> _Selected text_:
--------------------------------
Re: Using Spark SQL with multiple (avro) files

2015-01-16 Thread Michael Armbrust
I'd open an issue on the github to ask us to allow you to use hadoops glob
file format for the path.

On Thu, Jan 15, 2015 at 4:57 AM, David Jones letsnumsperi...@gmail.com
wrote:

 I've tried this now. Spark can load multiple avro files from the same
 directory by passing a path to a directory. However, passing multiple paths
 separated with commas didn't work.


 Is there any way to load all avro files in multiple directories using
 sqlContext.avroFile?

 On Wed, Jan 14, 2015 at 3:53 PM, David Jones letsnumsperi...@gmail.com
 wrote:

 Should I be able to pass multiple paths separated by commas? I haven't
 tried but didn't think it'd work. I'd expected a function that accepted a
 list of strings.

 On Wed, Jan 14, 2015 at 3:20 PM, Yana Kadiyska yana.kadiy...@gmail.com
 wrote:

 If the wildcard path you have doesn't work you should probably open a
 bug -- I had a similar problem with Parquet and it was a bug which recently
 got closed. Not sure if sqlContext.avroFile shares a codepath with 
 .parquetFile...you
 can try running with bits that have the fix for .parquetFile or look at the
 source...
--------------------------------
> _Data segment_:
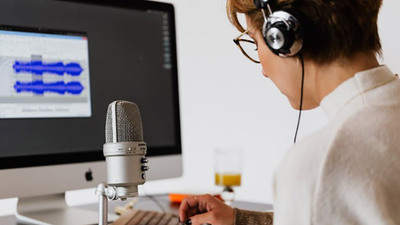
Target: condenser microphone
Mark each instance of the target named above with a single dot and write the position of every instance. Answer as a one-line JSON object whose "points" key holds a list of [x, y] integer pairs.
{"points": [[124, 150]]}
--------------------------------
> _Exercise instructions_:
1 - Print the passage of the Spark SQL avro thread that starts with "Re: Using Spark" and goes on through "commas didn't work.".
2 - Write the next part of the forum thread on loading multiple avro files with Spark SQL, continuing from its last sentence.

> _Answers to each task_:
1 -
Re: Using Spark SQL with multiple (avro) files

2015-01-16 Thread Michael Armbrust
I'd open an issue on the github to ask us to allow you to use hadoops glob
file format for the path.

On Thu, Jan 15, 2015 at 4:57 AM, David Jones letsnumsperi...@gmail.com
wrote:

 I've tried this now. Spark can load multiple avro files from the same
 directory by passing a path to a directory. However, passing multiple paths
 separated with commas didn't work.

2 -
 Here was my question for reference:

 http://mail-archives.apache.org/mod_mbox/spark-user/201412.mbox/%3ccaaswr-5rfmu-y-7htluj2eqqaecwjs8jh+irrzhm7g1ex7v...@mail.gmail.com%3E

 On Wed, Jan 14, 2015 at 4:34 AM, David Jones letsnumsperi...@gmail.com
 wrote:

 Hi,

 I have a program that loads a single avro file using spark SQL, queries
 it, transforms it and then outputs the data. The file is loaded with:

 val records = sqlContext.avroFile(filePath)
 val data = records.registerTempTable(data)
 ...


 Now I want to run it over tens of thousands of Avro files (all with
 schemas that contain the fields I'm interested in).

 Is it possible to load multiple avro files recursively from a top-level
 directory using wildcards? All my avro files are stored under
 s3://my-bucket/avros/*/DATE/*.avro, and I want to run my task across all of
 these on EMR.

 If that's not possible, is there some way to load multiple avro files
 into the same table/RDD so the whole dataset can be processed (and in that
 case I'd supply paths to each file concretely, but I *really* don't want to
 have to do that).

 Thanks
 David







Re: Using Spark SQL with multiple (avro) files

2015-01-15 Thread David Jones
I've tried this now. Spark can load multiple avro files from the same
directory by passing a path to a directory. However, passing multiple paths
separated with commas didn't work.


Is there any way to load all avro files in multiple directories using
sqlContext.avroFile?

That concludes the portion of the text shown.